▶ _TASK DATA_
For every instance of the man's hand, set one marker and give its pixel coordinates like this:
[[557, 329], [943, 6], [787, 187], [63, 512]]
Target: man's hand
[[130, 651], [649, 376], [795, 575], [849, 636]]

...

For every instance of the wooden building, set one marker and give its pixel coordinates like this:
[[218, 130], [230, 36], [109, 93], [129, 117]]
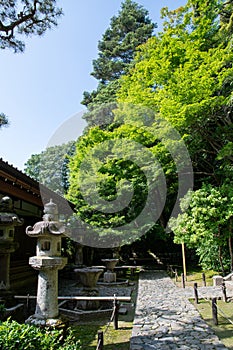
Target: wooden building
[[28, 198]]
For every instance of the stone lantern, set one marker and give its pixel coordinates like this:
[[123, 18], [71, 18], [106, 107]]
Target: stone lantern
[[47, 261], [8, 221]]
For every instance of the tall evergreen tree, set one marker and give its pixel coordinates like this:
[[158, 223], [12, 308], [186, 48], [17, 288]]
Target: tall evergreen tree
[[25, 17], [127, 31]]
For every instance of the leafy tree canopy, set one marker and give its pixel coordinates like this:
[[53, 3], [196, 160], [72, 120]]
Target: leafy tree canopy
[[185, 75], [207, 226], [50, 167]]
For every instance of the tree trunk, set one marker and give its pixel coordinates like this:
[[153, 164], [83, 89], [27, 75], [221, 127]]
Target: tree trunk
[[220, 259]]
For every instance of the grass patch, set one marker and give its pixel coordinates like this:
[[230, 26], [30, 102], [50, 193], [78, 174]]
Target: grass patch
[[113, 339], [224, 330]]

▶ _TASK GOAL_
Reproduce each line from the items above that contains the word "every".

▶ _EXPECTED ANSWER_
For every instance of the man's hand, set one marker and give its pixel coordinates like this:
For every instance of the wooden building, set one marker and give its pixel coordinates like this:
For every instance of the stone lantern, set one marker and give its pixel coordinates like this:
For every instance of the tall evergreen tree, set one marker and give its pixel coordinates like this:
For every instance of the leafy tree canopy, set one marker and give its pixel coordinates like this:
For every instance of the tree trunk, set one marker and give its pixel coordinates like this:
For every instance of the grass patch, set one marker and give its pixel coordinates like this:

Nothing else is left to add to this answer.